#### Consigne écrite 1
Comptez les lignes des enregistrements qui contiennent la chaîne « windshield » en tenant compte de la casse, et donnez uniquement ce nombre.

#### Extrait source

PARIS, 3 décembre (Reuters) - Les députés français ont adopté mardi une proposition de résolution controversée visant à lutter contre l'antisémitisme qui a occasionné un vif débat au sein de la majorité.
Le texte, non contraignant juridiquement, a été adopté par 154 voix contre 72. Signe des divisions à La République en marche (LaRem), 84 députés du parti présidentiel ont voté pour, 26 contre et 22 se sont abstenus.
"La haine n'a pas sa place en République, l'intolérance n'a pas sa place en France", a déclaré dans l'hémicycle avant le vote le ministre de l'Intérieur, Christophe Castaner, faisant notamment référence à la profanation le même jour de tombes juives dans un cimetière du Bas-Rhin.
"Cette proposition de résolution est une avancée dans notre lutte contre l'intolérance", a ajouté le ministre, qui a aussi dénoncé dans son propos "les atteintes anti-chrétiennes" et "anti-musulmanes".
Le malaise était palpable depuis quelques temps dans la majorité sur ce texte défendu par le député LaRem Sylvain Maillard, avec le soutien du délégué général de LaRem et du président du groupe, Stanislas Guerini et Gilles Le Gendre.
Des divergences se sont encore exprimées mardi matin en réunion de groupe, que certains élus LaRem ont quitté en signe de désaccord, ont rapporté des participants.
Le lien fait dans les motivations du texte entre antisionisme et antisémitisme a notamment été discuté, de même que l'opportunité de créer, comme l'a proposé Gilles Le Gendre, une mission d'information "sur l'évolution des différentes formes de racisme et de discrimination".

#### Consigne écrite 2
Dans l'article ci-dessus sur la résolution contre l'antisémitisme, reformulez sous forme de liste plus brève le paragraphe qui commence par « Le texte, non contraignant juridiquement », en gardant ses faits principaux.

#### Liste des données
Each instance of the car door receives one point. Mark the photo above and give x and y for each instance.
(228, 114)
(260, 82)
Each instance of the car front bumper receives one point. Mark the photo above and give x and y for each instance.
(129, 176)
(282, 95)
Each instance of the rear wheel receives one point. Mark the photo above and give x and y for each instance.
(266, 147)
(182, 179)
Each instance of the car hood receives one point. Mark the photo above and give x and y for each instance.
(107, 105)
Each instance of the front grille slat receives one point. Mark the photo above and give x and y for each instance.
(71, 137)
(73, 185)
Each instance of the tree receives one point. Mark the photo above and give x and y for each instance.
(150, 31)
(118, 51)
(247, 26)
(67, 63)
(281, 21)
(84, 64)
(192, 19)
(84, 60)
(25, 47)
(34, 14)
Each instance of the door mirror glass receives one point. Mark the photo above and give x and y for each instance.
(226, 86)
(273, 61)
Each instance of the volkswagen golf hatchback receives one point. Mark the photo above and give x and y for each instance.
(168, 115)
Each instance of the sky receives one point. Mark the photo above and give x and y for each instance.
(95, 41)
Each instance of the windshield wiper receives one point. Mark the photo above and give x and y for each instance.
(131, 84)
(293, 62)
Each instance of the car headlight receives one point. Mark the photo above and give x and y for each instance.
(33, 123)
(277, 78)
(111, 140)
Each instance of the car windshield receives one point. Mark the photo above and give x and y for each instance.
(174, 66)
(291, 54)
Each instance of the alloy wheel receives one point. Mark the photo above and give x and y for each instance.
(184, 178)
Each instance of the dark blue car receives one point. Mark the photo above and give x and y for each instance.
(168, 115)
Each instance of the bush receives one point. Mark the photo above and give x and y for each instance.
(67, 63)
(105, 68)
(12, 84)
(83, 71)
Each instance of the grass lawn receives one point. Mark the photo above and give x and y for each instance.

#### Réponse attendue 1
2

#### Réponse attendue 2
- Texte juridiquement non contraignant, adopté par 154 voix contre 72.
- Vote divisé chez La République en marche (LaRem) : 84 députés pour, 26 contre, 22 abstentions.